[PASSAGE FOR REVIEW]:
****************

The invisible language

The changes wrought by illness to our habitual movements and sensations affect, of course, not only the emotions experienced but the manner of their expression as well. It is difficult if I am in a wheelchair to stomp off in rage or to get away quickly to cool off. Many of the symptoms of a variety of chronic illnesses include physiologic responses that in our culture we have learned to read as signs of emotional upset or stress. Headaches, diarrhea, skin rashes, and fatigue, for example, are all popularly associated with feeling upset.

Many of the us use these symptoms as clues: we track them back to their source in some personal difficulty or concern. When we’re ill we may come to identify such somatic complaints as manifestations of illness. We often may have to create a new geography through which feelings are located and alternative routes by which emotions are tracked and articulated.

Ironically, if we acquaint ourselves with the worlds of deaf persons or watch ourselves and others closely, we can discover how much we take for granted the web of connections and interweaving of body, thought, emotion, communication, and sociability that we inhabit. We all have personal patterns of posture and gesture, intonation and facial expression. Reflect how quickly we or our partners can pick up who we are speaking to on the phone.

****************

[INFORMATION]:

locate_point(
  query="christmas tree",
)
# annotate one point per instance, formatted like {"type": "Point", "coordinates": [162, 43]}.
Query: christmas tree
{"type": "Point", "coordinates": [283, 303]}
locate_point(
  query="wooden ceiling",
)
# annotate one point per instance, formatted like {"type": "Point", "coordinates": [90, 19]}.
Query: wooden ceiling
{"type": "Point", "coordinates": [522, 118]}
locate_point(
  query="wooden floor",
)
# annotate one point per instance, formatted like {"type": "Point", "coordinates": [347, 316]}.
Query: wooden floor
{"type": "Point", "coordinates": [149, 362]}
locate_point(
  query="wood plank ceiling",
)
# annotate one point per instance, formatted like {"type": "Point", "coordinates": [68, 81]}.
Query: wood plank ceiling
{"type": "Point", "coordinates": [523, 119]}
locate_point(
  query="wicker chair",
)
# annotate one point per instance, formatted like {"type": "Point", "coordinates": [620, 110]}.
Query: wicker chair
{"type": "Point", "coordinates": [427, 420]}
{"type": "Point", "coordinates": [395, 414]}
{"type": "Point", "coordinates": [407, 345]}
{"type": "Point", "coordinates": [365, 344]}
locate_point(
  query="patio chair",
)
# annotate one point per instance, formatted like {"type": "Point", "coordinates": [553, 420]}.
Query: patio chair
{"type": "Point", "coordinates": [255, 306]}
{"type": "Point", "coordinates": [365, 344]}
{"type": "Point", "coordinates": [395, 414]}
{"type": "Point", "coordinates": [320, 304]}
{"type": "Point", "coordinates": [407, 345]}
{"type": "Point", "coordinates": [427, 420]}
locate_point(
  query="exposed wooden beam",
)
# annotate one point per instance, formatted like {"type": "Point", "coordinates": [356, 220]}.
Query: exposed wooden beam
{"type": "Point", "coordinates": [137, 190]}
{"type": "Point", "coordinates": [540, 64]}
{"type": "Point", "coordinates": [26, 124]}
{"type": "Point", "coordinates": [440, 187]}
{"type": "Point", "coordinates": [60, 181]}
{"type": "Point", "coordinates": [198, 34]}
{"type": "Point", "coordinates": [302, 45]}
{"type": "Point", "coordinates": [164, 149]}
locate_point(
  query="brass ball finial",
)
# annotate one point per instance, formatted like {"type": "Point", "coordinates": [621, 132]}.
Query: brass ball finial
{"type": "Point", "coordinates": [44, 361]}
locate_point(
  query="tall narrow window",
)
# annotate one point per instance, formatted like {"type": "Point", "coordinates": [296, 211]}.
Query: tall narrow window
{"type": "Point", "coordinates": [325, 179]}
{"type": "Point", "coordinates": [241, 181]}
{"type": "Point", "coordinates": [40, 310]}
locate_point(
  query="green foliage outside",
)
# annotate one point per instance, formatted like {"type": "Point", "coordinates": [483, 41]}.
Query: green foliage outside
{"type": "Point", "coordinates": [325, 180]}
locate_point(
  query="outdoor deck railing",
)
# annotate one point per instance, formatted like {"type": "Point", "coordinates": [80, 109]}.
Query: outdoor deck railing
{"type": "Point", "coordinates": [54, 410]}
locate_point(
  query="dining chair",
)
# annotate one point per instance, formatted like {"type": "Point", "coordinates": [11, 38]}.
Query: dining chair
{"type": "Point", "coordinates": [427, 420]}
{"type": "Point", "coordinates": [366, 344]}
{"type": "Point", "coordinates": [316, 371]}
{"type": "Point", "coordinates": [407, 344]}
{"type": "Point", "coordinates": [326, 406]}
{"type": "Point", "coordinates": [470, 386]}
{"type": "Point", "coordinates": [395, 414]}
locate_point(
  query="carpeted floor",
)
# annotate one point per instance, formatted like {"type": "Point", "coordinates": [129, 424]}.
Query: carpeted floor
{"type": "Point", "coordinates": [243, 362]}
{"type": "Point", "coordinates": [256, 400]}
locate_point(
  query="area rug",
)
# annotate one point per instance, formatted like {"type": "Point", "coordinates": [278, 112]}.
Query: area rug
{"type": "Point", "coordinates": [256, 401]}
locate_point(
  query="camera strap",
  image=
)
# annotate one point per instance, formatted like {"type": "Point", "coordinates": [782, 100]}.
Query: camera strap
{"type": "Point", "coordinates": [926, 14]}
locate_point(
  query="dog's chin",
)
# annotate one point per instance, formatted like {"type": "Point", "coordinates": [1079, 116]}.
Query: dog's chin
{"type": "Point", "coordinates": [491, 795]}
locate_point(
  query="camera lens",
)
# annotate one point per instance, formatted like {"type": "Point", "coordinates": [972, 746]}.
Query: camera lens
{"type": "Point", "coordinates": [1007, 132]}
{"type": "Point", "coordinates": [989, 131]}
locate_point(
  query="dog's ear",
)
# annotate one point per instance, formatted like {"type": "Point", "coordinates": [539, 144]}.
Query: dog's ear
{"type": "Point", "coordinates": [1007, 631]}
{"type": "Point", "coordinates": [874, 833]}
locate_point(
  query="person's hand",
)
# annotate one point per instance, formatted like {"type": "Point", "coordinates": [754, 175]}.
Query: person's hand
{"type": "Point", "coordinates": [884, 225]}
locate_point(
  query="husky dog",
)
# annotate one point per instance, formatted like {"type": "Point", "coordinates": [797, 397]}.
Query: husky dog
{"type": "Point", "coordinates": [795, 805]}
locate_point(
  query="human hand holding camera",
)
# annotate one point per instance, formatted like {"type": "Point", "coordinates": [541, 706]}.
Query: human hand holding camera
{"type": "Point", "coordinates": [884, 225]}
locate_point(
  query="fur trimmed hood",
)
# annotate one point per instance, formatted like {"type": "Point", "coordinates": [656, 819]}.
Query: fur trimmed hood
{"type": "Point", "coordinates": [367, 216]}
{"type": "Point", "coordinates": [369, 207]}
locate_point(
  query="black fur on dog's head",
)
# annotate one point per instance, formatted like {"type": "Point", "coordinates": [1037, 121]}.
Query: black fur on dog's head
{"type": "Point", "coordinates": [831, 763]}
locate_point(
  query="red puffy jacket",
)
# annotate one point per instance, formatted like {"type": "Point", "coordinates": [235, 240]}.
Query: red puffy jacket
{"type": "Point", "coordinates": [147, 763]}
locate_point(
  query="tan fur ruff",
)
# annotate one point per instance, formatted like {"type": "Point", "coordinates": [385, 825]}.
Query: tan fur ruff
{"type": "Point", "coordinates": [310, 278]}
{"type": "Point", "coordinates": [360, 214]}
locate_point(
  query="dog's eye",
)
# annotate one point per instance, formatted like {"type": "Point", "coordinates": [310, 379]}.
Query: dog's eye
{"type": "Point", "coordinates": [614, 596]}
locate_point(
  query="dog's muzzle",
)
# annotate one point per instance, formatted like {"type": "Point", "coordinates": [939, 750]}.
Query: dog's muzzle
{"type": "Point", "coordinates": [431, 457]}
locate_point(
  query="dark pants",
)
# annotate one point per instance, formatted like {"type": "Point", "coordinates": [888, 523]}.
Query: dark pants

****************

[EXERCISE INSTRUCTIONS]:
1. In the passage on illness and emotion, which symptoms are named as commonly linked with feeling upset?
2. Write out the passage on illness and emotion again from "The changes wrought" through "with feeling upset.", changing "wheelchair" to "hospital bed".
The rows have nothing to do with the text.

[SOLUTION SET]:
1. Headaches, diarrhea, skin rashes, and fatigue.

2.
The changes wrought by illness to our habitual movements and sensations affect, of course, not only the emotions experienced but the manner of their expression as well. It is difficult if I am in a hospital bed to stomp off in rage or to get away quickly to cool off. Many of the symptoms of a variety of chronic illnesses include physiologic responses that in our culture we have learned to read as signs of emotional upset or stress. Headaches, diarrhea, skin rashes, and fatigue, for example, are all popularly associated with feeling upset.